++++ MATERIALS PROVIDED

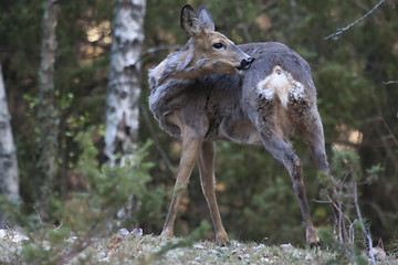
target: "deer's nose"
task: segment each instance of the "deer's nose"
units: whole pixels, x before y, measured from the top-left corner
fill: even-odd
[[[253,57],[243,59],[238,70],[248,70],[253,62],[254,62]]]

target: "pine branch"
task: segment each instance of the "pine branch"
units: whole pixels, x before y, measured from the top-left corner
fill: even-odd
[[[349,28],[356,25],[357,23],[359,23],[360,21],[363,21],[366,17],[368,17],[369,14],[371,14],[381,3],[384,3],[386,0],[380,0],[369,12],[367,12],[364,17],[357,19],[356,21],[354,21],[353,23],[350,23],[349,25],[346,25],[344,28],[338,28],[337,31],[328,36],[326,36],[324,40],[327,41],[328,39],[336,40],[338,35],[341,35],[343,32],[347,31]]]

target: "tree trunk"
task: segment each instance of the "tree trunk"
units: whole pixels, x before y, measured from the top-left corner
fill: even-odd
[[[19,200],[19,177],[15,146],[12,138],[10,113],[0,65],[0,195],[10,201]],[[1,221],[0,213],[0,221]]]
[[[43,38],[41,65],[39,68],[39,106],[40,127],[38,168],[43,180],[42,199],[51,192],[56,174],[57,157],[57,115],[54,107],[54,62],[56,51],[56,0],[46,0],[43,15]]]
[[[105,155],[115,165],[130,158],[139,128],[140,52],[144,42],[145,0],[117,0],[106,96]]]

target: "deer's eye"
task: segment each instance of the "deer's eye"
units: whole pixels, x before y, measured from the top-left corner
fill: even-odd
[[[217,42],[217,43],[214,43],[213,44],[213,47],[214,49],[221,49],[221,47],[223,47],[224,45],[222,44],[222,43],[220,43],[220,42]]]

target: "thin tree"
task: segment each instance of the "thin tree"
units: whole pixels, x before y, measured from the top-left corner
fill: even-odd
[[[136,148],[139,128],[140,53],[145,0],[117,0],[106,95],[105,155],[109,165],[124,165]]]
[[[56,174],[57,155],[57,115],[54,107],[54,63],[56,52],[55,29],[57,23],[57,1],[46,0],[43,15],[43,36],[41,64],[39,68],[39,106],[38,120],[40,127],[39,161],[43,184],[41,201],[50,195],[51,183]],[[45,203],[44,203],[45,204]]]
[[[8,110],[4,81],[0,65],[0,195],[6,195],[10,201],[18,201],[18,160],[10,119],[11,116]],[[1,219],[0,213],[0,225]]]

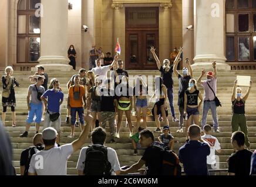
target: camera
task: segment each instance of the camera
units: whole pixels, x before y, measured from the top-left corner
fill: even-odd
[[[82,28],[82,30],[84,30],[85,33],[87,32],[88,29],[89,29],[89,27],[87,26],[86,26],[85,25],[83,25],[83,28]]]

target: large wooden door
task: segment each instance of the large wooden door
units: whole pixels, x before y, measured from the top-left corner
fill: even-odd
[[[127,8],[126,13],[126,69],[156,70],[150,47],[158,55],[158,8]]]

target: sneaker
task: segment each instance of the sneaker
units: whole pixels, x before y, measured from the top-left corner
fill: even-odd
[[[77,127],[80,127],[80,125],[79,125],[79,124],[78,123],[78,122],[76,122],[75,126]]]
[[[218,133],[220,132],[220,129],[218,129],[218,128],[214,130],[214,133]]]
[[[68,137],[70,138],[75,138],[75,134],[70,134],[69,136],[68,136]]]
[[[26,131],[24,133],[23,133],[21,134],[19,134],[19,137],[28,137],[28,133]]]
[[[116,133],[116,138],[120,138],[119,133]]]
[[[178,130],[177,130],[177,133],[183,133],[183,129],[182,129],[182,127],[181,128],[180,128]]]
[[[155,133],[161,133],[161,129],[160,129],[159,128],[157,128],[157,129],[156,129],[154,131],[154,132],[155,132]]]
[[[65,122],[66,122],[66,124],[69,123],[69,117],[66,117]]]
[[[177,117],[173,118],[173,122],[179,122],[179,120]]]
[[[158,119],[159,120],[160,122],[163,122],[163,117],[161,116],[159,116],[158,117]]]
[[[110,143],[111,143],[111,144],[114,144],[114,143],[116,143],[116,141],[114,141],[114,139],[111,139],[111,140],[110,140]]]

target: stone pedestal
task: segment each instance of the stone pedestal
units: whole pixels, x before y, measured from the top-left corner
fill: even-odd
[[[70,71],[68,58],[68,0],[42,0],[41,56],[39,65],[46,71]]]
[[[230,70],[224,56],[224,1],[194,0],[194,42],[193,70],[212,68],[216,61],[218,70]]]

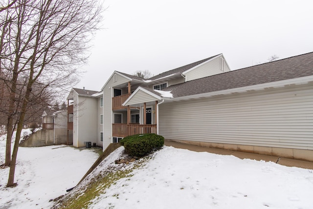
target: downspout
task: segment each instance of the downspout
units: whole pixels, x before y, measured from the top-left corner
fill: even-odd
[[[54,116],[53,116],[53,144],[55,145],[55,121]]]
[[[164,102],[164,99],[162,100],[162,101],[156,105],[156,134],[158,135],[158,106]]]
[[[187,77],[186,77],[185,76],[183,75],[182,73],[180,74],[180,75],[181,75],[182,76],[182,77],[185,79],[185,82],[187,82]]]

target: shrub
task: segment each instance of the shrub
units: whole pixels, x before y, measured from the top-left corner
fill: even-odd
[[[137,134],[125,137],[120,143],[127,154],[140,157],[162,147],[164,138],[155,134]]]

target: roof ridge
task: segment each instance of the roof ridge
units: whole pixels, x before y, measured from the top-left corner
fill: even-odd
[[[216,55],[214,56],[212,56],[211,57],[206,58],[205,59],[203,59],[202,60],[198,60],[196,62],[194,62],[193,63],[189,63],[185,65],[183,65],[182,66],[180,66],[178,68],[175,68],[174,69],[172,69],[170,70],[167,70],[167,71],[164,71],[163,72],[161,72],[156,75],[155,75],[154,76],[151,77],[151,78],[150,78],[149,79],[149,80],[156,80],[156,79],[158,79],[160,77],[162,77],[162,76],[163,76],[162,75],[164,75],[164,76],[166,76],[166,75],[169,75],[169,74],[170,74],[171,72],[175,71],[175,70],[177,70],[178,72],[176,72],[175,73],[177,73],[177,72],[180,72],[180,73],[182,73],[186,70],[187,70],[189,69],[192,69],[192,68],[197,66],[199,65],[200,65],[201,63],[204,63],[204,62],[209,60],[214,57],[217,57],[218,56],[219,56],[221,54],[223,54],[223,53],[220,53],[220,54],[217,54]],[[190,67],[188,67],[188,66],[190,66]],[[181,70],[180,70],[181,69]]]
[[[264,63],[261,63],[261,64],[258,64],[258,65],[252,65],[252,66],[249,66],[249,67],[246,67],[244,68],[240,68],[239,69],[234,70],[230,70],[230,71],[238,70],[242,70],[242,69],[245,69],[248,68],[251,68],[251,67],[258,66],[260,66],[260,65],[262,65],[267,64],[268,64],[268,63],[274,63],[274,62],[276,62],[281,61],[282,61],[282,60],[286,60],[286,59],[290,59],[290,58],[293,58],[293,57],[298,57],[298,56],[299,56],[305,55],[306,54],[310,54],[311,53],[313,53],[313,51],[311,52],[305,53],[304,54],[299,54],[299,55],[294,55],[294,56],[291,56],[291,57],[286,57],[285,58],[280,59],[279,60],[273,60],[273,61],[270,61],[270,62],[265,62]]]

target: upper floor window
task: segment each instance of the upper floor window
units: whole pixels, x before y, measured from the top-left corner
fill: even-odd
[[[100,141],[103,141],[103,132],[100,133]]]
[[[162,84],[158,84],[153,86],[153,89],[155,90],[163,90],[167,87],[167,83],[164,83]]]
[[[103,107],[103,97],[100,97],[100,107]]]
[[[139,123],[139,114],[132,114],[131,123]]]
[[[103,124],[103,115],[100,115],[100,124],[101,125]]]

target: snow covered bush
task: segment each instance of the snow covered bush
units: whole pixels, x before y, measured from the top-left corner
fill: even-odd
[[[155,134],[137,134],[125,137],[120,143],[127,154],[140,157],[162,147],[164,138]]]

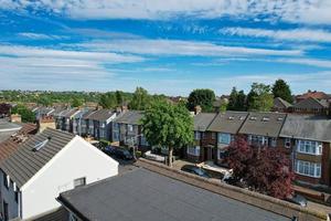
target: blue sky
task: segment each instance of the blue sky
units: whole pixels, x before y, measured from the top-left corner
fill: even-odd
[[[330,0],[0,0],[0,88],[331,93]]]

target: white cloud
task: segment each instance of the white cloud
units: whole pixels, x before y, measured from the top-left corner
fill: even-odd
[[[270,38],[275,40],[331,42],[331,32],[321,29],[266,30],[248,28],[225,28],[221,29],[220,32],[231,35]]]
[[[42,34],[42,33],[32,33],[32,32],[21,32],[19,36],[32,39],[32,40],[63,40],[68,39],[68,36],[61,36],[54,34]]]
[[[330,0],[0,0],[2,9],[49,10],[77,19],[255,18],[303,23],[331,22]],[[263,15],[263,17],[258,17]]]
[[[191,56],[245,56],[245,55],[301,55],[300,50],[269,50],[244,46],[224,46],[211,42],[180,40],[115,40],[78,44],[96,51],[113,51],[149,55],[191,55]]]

++++++++
++++ MATERIALS PROVIDED

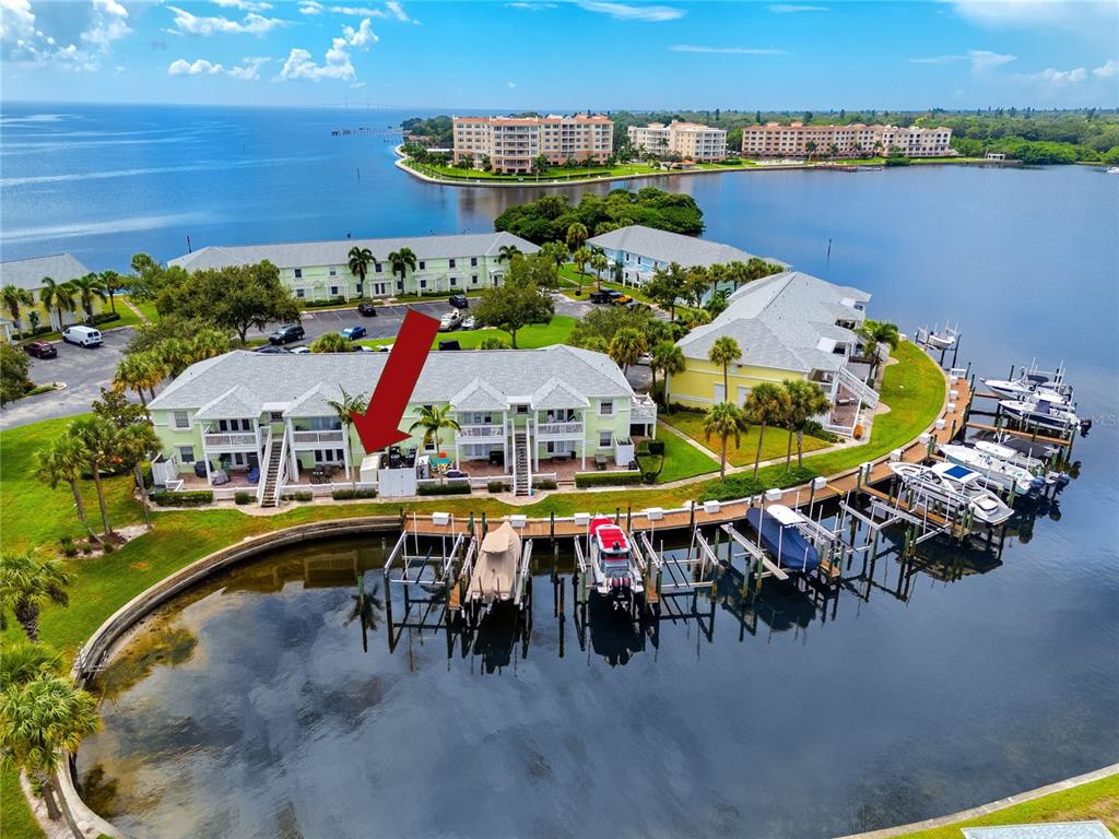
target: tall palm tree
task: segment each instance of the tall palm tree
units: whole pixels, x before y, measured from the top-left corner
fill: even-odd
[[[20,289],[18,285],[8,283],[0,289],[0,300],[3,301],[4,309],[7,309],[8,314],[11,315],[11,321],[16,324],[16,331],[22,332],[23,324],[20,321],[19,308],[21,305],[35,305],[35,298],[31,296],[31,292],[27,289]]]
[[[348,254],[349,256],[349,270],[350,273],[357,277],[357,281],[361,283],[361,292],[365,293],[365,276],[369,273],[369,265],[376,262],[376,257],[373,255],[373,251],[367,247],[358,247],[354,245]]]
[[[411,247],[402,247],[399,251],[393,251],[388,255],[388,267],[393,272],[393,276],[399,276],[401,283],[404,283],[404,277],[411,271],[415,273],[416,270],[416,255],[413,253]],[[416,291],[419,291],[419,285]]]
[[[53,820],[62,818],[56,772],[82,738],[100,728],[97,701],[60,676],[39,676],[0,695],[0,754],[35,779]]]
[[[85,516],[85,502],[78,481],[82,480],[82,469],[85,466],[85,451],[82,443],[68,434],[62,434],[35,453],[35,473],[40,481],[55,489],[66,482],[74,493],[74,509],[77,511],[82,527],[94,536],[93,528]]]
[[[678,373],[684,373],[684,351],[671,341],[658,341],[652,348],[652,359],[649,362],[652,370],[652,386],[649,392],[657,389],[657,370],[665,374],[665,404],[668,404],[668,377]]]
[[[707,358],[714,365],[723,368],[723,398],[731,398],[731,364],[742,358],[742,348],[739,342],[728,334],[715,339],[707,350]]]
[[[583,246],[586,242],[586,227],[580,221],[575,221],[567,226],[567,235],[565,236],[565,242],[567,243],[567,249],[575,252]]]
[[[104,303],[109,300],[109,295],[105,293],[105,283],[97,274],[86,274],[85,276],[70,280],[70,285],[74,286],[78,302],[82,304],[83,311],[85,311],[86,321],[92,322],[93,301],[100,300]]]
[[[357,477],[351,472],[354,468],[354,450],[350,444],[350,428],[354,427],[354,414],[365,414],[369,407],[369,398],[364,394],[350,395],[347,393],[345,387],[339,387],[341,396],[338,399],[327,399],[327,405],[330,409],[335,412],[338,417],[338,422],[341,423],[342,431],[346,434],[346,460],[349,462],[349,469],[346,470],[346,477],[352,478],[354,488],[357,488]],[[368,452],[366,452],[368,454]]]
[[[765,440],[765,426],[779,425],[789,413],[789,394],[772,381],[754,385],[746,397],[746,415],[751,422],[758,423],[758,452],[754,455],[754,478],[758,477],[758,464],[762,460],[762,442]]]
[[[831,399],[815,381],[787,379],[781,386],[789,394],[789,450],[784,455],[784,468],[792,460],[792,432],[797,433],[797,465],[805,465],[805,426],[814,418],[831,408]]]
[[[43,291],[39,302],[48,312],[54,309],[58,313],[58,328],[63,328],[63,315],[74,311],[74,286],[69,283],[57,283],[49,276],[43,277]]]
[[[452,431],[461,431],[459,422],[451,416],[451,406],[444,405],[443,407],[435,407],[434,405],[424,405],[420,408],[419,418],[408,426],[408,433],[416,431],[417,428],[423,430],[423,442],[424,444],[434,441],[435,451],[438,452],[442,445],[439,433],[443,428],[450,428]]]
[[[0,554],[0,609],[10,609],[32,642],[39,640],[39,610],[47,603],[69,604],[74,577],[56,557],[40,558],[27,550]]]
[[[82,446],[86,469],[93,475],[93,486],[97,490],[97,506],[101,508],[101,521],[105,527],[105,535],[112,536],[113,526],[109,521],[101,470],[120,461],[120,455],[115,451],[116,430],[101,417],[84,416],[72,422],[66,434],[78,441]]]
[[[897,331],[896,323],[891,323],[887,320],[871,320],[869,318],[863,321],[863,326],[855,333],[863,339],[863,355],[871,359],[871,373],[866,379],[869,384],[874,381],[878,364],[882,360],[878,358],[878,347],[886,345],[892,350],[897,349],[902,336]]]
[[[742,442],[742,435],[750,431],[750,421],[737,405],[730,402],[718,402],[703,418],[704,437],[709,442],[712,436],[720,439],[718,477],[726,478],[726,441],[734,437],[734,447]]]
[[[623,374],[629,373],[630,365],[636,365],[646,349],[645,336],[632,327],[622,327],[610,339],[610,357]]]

++++++++

REQUIREMENTS ->
How many lines of the data above contain the string "pine"? Treat uppercase and lowercase as different, and reply with the number only.

COMPLETE RESPONSE ->
2